- [Input]:

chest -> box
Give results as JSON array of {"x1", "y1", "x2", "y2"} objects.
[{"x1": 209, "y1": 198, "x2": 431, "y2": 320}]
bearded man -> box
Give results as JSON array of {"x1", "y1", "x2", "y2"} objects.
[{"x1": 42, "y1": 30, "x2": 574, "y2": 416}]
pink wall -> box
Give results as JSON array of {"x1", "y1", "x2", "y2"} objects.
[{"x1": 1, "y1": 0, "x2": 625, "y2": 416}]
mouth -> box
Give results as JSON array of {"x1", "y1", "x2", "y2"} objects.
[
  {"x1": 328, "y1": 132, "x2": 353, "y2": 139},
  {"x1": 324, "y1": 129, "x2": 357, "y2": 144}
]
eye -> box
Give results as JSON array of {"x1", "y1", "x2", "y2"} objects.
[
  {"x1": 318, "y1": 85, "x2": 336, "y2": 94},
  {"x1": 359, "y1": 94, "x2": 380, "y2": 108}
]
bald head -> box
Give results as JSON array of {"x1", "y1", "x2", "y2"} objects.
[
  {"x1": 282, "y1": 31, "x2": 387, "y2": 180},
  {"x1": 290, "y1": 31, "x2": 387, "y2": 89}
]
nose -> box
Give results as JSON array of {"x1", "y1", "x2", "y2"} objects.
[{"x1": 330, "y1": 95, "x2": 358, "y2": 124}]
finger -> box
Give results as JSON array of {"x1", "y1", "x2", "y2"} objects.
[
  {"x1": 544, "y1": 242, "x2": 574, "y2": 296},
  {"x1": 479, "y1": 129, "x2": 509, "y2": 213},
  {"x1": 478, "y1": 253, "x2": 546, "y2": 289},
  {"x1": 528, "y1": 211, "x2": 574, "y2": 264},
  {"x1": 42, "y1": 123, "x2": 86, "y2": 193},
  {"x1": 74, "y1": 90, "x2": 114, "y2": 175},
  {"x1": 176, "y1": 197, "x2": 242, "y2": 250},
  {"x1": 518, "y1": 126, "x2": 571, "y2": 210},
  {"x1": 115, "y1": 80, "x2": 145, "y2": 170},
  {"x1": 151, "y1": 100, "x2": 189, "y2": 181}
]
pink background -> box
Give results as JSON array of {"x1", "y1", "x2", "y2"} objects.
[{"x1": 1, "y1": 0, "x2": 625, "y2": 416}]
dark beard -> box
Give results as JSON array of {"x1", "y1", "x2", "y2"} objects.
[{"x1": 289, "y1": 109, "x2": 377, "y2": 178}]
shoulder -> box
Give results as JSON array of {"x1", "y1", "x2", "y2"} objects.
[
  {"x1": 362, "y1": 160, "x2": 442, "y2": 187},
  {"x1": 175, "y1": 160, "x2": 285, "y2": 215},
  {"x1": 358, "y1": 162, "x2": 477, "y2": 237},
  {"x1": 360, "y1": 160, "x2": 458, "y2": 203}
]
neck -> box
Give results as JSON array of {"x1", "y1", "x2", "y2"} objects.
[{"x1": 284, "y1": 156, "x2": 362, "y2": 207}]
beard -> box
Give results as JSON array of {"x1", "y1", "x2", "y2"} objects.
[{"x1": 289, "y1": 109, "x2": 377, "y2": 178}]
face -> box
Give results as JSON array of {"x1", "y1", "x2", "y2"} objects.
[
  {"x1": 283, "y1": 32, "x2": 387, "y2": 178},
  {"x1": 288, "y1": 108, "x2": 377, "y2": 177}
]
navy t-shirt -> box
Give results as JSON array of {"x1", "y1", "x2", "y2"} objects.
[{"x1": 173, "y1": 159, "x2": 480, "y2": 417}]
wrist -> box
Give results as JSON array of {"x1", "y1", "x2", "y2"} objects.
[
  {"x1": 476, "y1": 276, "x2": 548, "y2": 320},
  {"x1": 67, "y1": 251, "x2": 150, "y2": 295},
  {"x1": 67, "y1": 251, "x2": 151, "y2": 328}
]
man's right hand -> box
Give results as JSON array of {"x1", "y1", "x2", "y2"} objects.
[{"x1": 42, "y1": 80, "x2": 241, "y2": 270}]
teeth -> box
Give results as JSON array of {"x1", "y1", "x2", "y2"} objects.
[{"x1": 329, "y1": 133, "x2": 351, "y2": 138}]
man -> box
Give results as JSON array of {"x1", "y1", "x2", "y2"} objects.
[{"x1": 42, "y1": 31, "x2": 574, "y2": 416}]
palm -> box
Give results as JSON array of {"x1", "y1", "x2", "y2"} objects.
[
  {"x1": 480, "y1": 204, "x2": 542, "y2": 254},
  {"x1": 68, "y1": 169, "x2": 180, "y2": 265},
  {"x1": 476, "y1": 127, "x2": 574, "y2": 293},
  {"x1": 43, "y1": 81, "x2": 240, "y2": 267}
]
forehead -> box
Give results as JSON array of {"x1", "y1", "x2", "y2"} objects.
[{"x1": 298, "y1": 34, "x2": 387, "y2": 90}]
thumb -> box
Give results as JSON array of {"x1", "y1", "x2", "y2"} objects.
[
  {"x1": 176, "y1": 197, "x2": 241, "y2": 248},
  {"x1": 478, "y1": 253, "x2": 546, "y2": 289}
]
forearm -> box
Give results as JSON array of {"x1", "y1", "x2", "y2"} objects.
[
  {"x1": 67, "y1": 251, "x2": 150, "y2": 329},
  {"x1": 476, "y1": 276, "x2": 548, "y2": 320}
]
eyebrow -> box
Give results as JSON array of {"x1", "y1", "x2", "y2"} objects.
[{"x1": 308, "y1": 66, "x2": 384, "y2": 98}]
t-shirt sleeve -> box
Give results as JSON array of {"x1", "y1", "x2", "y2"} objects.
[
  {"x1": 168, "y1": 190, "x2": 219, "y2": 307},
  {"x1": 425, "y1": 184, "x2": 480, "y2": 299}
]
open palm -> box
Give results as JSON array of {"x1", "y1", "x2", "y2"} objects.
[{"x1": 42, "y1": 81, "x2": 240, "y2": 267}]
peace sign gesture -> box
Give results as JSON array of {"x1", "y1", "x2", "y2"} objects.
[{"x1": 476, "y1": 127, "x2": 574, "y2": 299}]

==

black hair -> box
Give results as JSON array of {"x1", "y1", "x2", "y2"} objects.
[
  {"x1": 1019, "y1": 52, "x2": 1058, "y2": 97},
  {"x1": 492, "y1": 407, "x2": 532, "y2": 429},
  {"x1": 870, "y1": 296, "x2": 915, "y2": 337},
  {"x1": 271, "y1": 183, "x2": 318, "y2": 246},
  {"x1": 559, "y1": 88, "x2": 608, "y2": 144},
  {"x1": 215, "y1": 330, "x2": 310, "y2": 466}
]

- [About this exercise]:
From the records above, transcribe exactly the run of lines that opens with the line holding "chest -> box" and closes with the line holding "shoulder -> box", both included.

- [Result of this exercise]:
chest -> box
Give results as JSON array of {"x1", "y1", "x2", "y2"} objects.
[{"x1": 209, "y1": 198, "x2": 431, "y2": 320}]
bearded man -> box
Give results as JSON array of {"x1", "y1", "x2", "y2"} objects.
[{"x1": 42, "y1": 30, "x2": 574, "y2": 416}]
pink wall -> box
Give results as JSON array of {"x1", "y1", "x2", "y2"} objects.
[{"x1": 1, "y1": 0, "x2": 625, "y2": 416}]
mouth -> box
Give results as JSON array of {"x1", "y1", "x2", "y2"} objects.
[
  {"x1": 328, "y1": 132, "x2": 353, "y2": 139},
  {"x1": 324, "y1": 129, "x2": 357, "y2": 144}
]
eye -> box
Give results as JSON array of {"x1", "y1", "x2", "y2"} objects.
[
  {"x1": 318, "y1": 85, "x2": 336, "y2": 94},
  {"x1": 359, "y1": 94, "x2": 380, "y2": 108}
]
bald head -> box
Give results as JSON array of {"x1", "y1", "x2", "y2"} objects.
[
  {"x1": 282, "y1": 31, "x2": 387, "y2": 180},
  {"x1": 290, "y1": 31, "x2": 387, "y2": 89}
]
nose -> box
Give results as JSON array of {"x1", "y1", "x2", "y2"} objects.
[{"x1": 330, "y1": 95, "x2": 358, "y2": 124}]
finger -> box
Give results as JSON array of {"x1", "y1", "x2", "y2"} objects.
[
  {"x1": 544, "y1": 242, "x2": 574, "y2": 296},
  {"x1": 479, "y1": 129, "x2": 509, "y2": 213},
  {"x1": 478, "y1": 253, "x2": 546, "y2": 289},
  {"x1": 528, "y1": 211, "x2": 574, "y2": 264},
  {"x1": 42, "y1": 123, "x2": 86, "y2": 193},
  {"x1": 74, "y1": 90, "x2": 114, "y2": 175},
  {"x1": 176, "y1": 197, "x2": 242, "y2": 250},
  {"x1": 518, "y1": 126, "x2": 571, "y2": 210},
  {"x1": 115, "y1": 80, "x2": 145, "y2": 170},
  {"x1": 151, "y1": 100, "x2": 189, "y2": 181}
]
pink background -> box
Give results as JSON array of {"x1", "y1", "x2", "y2"} objects.
[{"x1": 1, "y1": 0, "x2": 625, "y2": 416}]
dark beard -> box
Give results as JSON array of {"x1", "y1", "x2", "y2"} objects.
[{"x1": 289, "y1": 109, "x2": 377, "y2": 178}]
shoulder -> box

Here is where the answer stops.